* _ЗАДАНИЕ_: Как, по словам текста, В.И. Ленин оценил заключительные слова речи Алексеева?

Как идейный памятник эпохи речь Алексеева показательна в двояком отношении. С одной стороны, в ней выражен народнический взгляд на рабочий класс лишь как на часть «крестьянского народа» и оттенена роль народнической интеллигенции как наставника и организатора рабочих («она одна, не опуская рук, ведет нас, <…> пока не сделает самостоятельными проводниками к общему благу народа»). Для 70-х годов такой взгляд был в порядке вещей.

С другой стороны, речь Алексеева как публичное политическое выступление представителя нарождавшегося российского пролетариата вместе с выступлениями на том же процессе Агапова и Егорова уже свидетельствовала, что передовые рабочие начинают сознавать историческое предназначение своего класса. Прямо говорят об этом заключительные слова Алексеева, которые В.И. Ленин потом оценил как «великое пророчество»[733].

* _ИСХОДНЫЕ ДАННЫЕ_:
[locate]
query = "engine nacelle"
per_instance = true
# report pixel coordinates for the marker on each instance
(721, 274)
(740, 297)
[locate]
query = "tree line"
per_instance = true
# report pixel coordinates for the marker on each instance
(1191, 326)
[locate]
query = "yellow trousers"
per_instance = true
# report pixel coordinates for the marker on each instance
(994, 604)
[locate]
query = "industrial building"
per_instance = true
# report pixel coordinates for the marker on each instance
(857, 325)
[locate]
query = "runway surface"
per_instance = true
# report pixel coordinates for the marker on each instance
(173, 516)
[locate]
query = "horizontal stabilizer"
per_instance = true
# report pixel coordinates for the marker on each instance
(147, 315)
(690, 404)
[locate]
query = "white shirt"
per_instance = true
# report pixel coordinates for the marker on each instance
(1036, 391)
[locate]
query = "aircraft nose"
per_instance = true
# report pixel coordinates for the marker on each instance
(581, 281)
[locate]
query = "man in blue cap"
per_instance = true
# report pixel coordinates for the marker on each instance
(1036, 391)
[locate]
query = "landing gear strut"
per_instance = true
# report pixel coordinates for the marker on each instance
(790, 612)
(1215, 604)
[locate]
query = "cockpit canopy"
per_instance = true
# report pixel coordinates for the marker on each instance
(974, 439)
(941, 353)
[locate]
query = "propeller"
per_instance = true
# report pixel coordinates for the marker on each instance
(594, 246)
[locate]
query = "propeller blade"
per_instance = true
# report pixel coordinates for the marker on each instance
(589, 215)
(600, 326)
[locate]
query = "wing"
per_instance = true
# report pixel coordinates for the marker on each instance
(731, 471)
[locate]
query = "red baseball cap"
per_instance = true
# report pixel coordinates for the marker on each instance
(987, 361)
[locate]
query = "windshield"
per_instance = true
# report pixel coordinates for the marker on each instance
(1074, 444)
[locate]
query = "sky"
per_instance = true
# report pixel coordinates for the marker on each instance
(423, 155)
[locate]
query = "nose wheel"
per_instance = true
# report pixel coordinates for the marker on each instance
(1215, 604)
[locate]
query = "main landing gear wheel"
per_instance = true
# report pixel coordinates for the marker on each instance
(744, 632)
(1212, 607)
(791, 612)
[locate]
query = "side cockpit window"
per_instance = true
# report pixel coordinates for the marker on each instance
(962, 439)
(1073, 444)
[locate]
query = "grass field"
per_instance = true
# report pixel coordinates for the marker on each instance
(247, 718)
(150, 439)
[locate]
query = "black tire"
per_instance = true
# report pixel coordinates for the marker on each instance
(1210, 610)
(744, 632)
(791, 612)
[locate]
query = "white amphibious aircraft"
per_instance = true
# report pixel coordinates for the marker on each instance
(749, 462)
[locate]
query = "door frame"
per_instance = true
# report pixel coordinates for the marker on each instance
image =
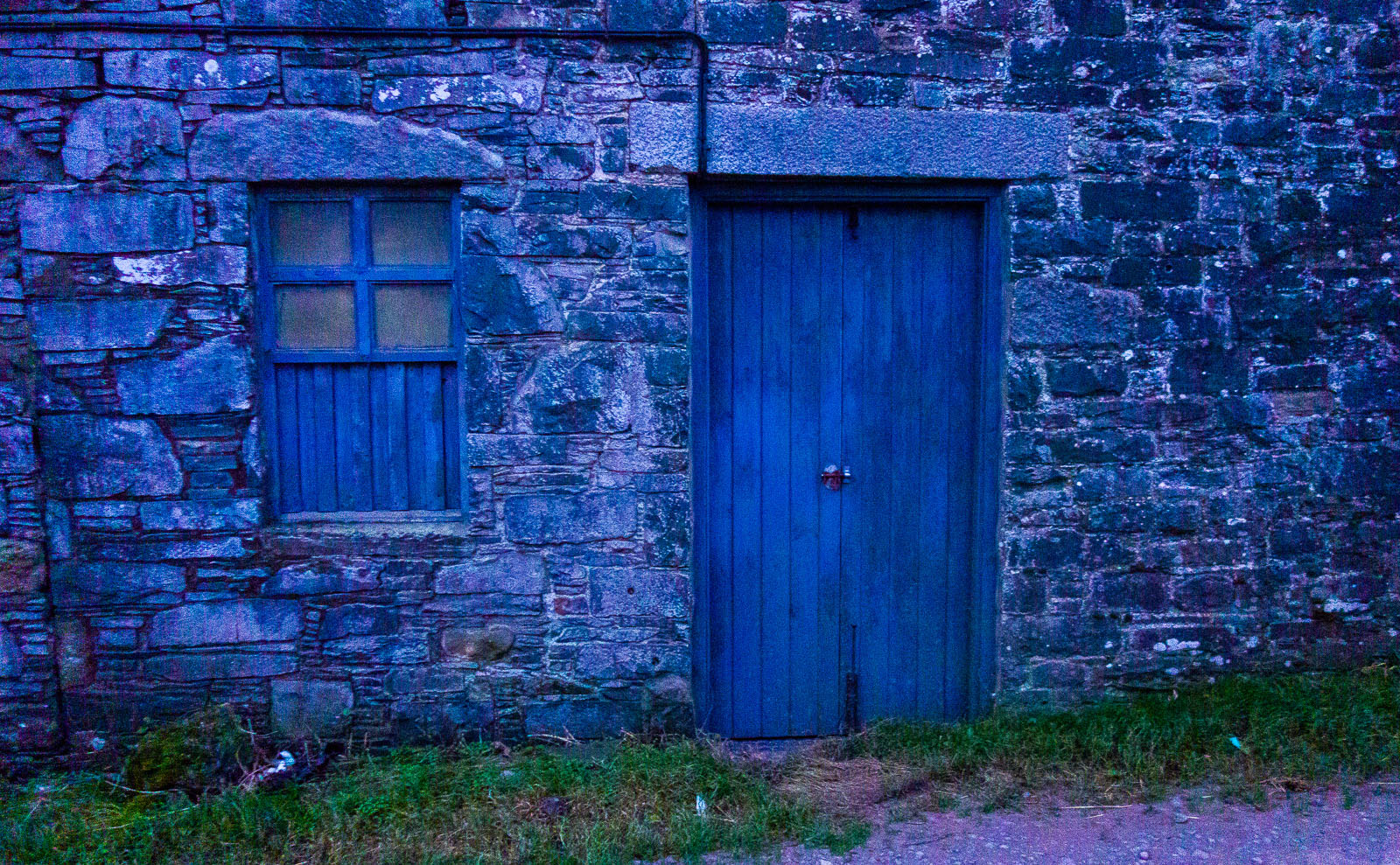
(984, 669)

* _ОТВЕТ_: Как «великое пророчество».